Referring expression pointing data

***

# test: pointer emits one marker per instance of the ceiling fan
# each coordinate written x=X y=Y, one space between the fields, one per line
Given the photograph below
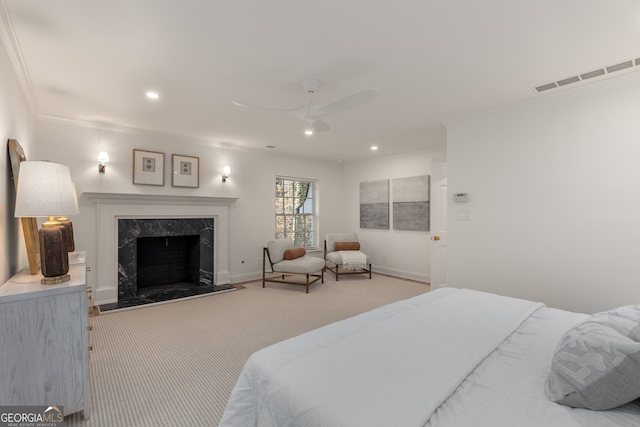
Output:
x=313 y=113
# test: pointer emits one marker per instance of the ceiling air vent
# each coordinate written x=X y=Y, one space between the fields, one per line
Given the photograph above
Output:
x=568 y=81
x=546 y=87
x=590 y=75
x=619 y=67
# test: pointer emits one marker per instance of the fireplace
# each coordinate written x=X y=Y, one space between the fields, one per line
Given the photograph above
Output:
x=164 y=258
x=168 y=260
x=112 y=207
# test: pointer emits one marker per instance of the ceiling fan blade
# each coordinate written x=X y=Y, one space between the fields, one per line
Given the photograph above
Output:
x=348 y=102
x=319 y=126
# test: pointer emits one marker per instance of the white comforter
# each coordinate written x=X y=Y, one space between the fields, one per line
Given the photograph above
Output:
x=447 y=358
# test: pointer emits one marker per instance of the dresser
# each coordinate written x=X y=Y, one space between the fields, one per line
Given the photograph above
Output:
x=44 y=340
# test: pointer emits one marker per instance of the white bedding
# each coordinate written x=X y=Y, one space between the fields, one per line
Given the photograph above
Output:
x=446 y=358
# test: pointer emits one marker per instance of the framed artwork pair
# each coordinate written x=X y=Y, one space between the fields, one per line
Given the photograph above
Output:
x=148 y=169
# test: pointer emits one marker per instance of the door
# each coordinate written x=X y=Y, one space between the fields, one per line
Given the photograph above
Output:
x=438 y=224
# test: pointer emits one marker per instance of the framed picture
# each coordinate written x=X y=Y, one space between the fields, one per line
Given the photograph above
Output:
x=186 y=171
x=148 y=167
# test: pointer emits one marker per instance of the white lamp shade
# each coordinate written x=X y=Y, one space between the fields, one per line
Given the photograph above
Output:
x=103 y=157
x=44 y=189
x=75 y=197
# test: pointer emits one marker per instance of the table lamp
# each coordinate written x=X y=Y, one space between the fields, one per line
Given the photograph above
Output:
x=45 y=190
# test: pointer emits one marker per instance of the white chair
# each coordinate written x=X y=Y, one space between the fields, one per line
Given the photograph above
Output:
x=277 y=253
x=338 y=244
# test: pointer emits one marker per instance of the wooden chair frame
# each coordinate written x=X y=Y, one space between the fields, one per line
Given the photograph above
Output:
x=336 y=269
x=282 y=276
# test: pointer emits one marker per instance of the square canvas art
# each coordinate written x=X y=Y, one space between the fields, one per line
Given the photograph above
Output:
x=374 y=204
x=411 y=203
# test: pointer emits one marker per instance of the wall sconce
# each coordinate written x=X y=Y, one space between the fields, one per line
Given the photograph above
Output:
x=103 y=158
x=45 y=190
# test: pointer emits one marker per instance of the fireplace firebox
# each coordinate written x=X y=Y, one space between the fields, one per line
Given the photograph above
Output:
x=164 y=258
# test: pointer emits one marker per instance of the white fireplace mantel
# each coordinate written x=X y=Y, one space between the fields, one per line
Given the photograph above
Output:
x=112 y=206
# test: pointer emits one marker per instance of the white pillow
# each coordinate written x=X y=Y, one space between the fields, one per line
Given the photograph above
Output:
x=597 y=363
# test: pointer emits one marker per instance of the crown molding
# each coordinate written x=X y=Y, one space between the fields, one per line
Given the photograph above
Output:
x=15 y=56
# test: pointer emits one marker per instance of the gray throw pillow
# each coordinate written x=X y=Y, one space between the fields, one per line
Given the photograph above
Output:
x=597 y=363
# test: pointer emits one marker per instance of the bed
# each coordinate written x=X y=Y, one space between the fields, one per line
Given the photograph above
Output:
x=450 y=357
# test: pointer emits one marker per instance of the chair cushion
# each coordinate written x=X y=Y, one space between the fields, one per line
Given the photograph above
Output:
x=277 y=247
x=302 y=265
x=290 y=254
x=336 y=258
x=332 y=238
x=347 y=246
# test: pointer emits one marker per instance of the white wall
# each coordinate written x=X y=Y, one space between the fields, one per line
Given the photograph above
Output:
x=554 y=190
x=252 y=181
x=400 y=253
x=16 y=122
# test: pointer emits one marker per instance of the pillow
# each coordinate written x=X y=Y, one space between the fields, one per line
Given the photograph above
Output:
x=277 y=247
x=597 y=363
x=290 y=254
x=347 y=246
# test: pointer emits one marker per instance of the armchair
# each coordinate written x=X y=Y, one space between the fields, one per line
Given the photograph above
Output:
x=286 y=260
x=339 y=246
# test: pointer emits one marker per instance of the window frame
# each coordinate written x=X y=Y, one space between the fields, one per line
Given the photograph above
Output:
x=283 y=231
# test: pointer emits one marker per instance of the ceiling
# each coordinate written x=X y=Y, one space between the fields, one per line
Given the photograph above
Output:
x=432 y=61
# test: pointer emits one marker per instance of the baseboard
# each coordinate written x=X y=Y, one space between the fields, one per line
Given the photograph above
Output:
x=402 y=274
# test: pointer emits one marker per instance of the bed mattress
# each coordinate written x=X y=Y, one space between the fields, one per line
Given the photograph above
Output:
x=450 y=357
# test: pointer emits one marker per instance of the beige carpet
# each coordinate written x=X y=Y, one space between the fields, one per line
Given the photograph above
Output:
x=175 y=364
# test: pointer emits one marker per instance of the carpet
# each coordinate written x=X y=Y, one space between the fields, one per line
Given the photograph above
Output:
x=175 y=364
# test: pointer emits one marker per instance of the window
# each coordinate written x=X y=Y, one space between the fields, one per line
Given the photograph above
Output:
x=296 y=209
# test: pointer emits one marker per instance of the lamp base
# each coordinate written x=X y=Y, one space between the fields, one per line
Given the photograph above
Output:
x=54 y=257
x=55 y=279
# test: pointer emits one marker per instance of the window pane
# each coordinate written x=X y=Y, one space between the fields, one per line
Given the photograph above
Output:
x=295 y=211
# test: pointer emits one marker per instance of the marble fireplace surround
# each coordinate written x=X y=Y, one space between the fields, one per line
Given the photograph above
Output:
x=113 y=206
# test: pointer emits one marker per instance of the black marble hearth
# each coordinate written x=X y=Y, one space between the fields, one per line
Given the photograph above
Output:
x=162 y=293
x=182 y=251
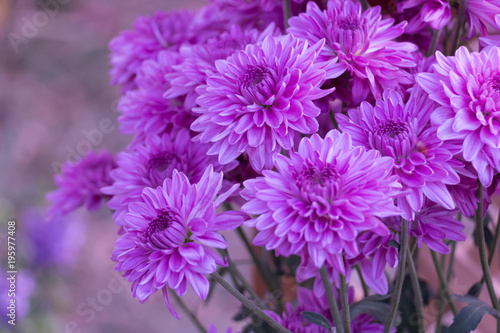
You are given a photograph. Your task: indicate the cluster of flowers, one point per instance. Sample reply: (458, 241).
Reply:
(321, 132)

***

ASSIGNMENT
Please work out how many lines of the records contain "marble" and give only that number.

OUTPUT OF THE EXERCISE
2